Ilya Repin’s portrait of Ivan Turgenev, 1874 |
Often nostalgic for his youth and
his homeland, Turgenev’s literary balance nonetheless tempered his works with a
lack of sentimentality that makes them perhaps even more effective and
touching, and in few instances is this delicate equilibrium more rewardingly
bittersweet than in his 1860 novella, First Love. Reputedly basing the
book on his own childhood memories, which could easily have lead to maudlinity,
Turgenev instead layers his approach with levels of thoughtfulness that allow
the reader to step back while at the same time being drawn into its profoundly
moving story. The book begins during the calm aftermath of a dinner party when
three middle-aged men decide to discuss their first loves. The first two present
quick and uncomplicated tales, leaving the third, Vladimir, to provide the real
entertainment. Vladimir demurs at first, claiming that he can’t tell a story
well and that it’ll come out wrong if he tries, but he offers to write it all
down and share it with them later, to which the group reluctantly agrees.

######

**Exercises to complete**
(1) In the passage about Turgenev's First Love, which of the three men at the dinner party tells the story of his first love?
(2) Write the next few sentences of the passage about Turgenev's First Love, picking up after its final sentence.
These items come from a separate, unrelated source.

[Natural language descriptions of regions]
######

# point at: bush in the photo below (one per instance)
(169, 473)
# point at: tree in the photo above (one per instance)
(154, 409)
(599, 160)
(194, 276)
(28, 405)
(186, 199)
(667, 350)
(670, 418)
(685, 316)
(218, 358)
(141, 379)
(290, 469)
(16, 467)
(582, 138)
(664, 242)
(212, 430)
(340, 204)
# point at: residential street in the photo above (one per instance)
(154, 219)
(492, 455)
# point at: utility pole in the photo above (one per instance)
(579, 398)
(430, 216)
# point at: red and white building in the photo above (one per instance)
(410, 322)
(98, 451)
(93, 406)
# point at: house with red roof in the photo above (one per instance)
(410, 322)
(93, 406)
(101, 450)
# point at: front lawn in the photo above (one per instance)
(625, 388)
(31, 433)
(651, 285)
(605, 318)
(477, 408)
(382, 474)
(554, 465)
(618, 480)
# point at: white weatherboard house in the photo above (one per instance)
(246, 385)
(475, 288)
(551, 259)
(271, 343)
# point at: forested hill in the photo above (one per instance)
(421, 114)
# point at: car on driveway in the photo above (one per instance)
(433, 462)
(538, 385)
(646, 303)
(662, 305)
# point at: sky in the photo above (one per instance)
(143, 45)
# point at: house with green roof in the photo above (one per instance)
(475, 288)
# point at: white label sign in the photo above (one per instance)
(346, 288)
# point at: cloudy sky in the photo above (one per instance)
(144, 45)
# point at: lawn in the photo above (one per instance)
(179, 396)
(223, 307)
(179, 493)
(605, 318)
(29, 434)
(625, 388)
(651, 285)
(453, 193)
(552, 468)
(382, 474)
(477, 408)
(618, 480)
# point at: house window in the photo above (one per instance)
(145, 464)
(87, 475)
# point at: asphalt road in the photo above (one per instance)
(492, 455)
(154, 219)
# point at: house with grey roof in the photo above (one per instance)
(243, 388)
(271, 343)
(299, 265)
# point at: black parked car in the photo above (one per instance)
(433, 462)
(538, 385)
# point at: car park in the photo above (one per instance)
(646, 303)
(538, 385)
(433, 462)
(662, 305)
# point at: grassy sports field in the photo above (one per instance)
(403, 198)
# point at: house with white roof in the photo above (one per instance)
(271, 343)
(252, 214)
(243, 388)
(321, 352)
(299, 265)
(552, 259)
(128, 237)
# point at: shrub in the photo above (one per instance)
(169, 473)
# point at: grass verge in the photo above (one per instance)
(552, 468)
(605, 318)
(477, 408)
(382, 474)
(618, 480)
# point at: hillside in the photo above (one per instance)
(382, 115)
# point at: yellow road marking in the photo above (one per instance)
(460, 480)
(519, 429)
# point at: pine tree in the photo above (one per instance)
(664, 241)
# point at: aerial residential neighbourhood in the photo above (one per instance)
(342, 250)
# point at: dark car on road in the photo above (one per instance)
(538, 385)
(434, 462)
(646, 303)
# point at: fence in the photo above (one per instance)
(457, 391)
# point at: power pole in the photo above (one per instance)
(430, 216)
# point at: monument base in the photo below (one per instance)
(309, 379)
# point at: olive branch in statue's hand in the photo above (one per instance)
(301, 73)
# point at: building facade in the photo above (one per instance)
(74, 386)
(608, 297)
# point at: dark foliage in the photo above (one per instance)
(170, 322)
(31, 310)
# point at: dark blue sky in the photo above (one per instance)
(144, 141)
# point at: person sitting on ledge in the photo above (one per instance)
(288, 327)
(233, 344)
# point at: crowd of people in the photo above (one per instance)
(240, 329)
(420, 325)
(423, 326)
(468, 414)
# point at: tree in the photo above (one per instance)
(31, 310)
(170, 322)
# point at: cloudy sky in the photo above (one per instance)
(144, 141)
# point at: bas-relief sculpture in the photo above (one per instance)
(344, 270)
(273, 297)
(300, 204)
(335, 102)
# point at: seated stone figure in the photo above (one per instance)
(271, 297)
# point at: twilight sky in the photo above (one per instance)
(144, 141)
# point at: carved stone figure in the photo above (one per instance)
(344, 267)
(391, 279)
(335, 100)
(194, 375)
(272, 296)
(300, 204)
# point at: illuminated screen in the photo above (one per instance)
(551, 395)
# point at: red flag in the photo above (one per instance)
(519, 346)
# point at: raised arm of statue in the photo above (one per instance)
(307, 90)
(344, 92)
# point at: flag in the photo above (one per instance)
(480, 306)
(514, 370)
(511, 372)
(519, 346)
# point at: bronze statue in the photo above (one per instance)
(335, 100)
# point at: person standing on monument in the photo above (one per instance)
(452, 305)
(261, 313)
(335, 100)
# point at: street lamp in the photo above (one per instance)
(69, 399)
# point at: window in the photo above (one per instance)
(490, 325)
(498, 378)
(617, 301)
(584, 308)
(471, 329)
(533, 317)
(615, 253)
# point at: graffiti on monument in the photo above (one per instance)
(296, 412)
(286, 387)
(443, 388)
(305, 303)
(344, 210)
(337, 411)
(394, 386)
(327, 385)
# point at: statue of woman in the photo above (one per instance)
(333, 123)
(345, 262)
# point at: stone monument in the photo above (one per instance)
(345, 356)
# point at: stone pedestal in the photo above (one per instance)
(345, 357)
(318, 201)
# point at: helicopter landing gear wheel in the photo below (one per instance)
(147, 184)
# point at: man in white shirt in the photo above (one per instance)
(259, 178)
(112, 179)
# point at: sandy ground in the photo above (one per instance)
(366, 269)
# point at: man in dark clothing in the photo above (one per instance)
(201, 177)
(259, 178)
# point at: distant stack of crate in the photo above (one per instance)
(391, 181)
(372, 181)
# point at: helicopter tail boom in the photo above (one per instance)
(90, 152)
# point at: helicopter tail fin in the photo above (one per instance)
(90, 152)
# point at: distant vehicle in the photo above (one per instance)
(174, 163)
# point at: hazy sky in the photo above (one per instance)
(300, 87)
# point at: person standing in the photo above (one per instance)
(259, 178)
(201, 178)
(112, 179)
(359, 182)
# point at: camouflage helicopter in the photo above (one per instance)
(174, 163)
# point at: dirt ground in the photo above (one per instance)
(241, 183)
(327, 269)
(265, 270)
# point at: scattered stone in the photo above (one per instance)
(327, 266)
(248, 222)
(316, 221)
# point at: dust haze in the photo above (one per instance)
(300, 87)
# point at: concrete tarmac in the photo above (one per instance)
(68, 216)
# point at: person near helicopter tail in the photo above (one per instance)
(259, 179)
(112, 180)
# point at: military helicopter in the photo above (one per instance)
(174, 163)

######

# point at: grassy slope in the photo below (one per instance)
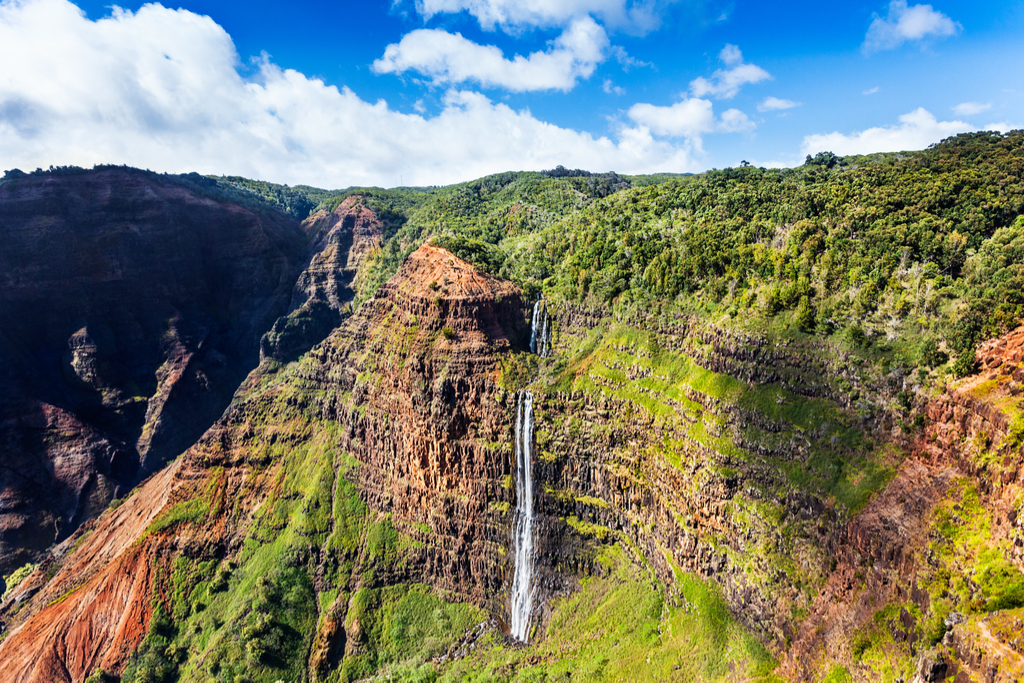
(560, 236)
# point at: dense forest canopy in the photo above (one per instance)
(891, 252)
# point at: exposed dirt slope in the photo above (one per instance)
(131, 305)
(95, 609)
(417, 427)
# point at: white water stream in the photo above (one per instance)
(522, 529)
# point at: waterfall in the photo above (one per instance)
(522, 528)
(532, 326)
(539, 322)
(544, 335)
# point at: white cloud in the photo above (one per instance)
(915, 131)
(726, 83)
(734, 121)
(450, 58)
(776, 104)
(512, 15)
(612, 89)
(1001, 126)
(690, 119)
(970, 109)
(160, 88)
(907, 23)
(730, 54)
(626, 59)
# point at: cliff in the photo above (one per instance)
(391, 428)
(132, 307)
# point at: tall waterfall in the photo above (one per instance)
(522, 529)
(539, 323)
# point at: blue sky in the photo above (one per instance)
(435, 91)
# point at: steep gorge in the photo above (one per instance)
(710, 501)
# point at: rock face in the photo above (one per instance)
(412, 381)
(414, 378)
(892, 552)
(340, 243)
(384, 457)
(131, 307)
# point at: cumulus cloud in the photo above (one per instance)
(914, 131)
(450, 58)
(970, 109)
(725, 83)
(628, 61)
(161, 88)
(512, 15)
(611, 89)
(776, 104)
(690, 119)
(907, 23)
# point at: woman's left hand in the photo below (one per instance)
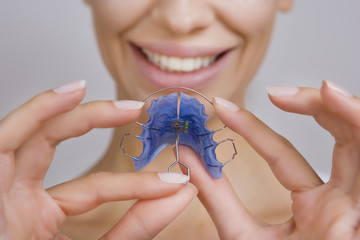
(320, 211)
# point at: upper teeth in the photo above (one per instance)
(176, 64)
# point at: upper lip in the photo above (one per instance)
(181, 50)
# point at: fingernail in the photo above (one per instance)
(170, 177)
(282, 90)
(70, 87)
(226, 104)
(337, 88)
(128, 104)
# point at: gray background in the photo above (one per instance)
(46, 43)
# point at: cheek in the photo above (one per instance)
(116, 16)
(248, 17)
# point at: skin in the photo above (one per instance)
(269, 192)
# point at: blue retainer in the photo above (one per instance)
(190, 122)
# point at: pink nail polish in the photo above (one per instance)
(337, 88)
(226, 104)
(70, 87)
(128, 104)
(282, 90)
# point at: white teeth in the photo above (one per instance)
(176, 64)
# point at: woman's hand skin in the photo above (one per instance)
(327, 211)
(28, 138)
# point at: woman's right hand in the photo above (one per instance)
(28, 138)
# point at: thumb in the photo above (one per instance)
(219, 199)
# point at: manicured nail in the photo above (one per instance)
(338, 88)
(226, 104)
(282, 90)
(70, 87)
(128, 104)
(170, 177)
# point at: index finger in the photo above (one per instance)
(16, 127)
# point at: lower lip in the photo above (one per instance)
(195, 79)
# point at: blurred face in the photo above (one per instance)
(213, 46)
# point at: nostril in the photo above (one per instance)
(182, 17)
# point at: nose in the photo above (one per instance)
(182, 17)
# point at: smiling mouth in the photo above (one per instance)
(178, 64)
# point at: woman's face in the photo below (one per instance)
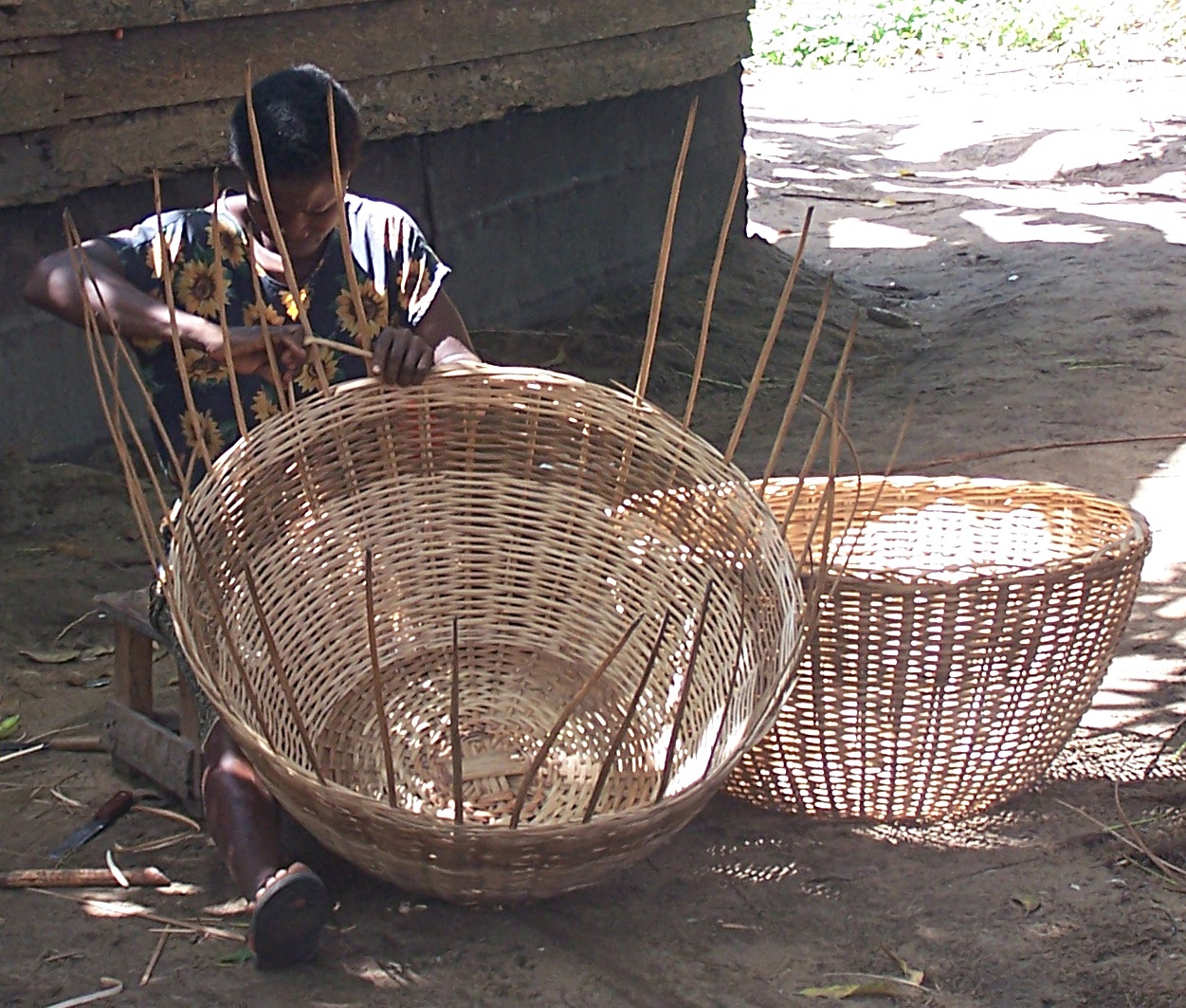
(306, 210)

######

**Answers by task**
(1) Vladimir.

(2)
Reconvening two weeks later, he then reads them his narrative. Vladimir’s story
takes up the rest of the book, without a return to the older men, and this
opening half-frame serves as a perfectly tiered device that gives a slight distancing
perspective, while the story itself pulls the reader in and quickly becomes
(and remains) primary, creating an extraordinary emotional and artistic
counterpoint.
Marcus Stone’s Love at First Sight, 1980 |
As a youth of sixteen, Vladimir and
his family spent the summer in the country while he was halfheartedly preparing
to enter the University. There was little love in the family—his father was
aloof and indifferent to him, and his mother was almost always preoccupied and
anxious—and so Vladimir took to roaming the grounds alone. His family’s house
had small lodges on either side of it, and soon an impoverished princess moves
into one of them with her daughter, and the first time he sees the daughter,
Zinaida, Vladimir becomes transfixed with sensations that he’d never before
experienced. Flanked by four obsequious suitors, Zinaida mocks Vladimir from
across the garden fence, but he immediately does everything he can do to become
acquainted with her.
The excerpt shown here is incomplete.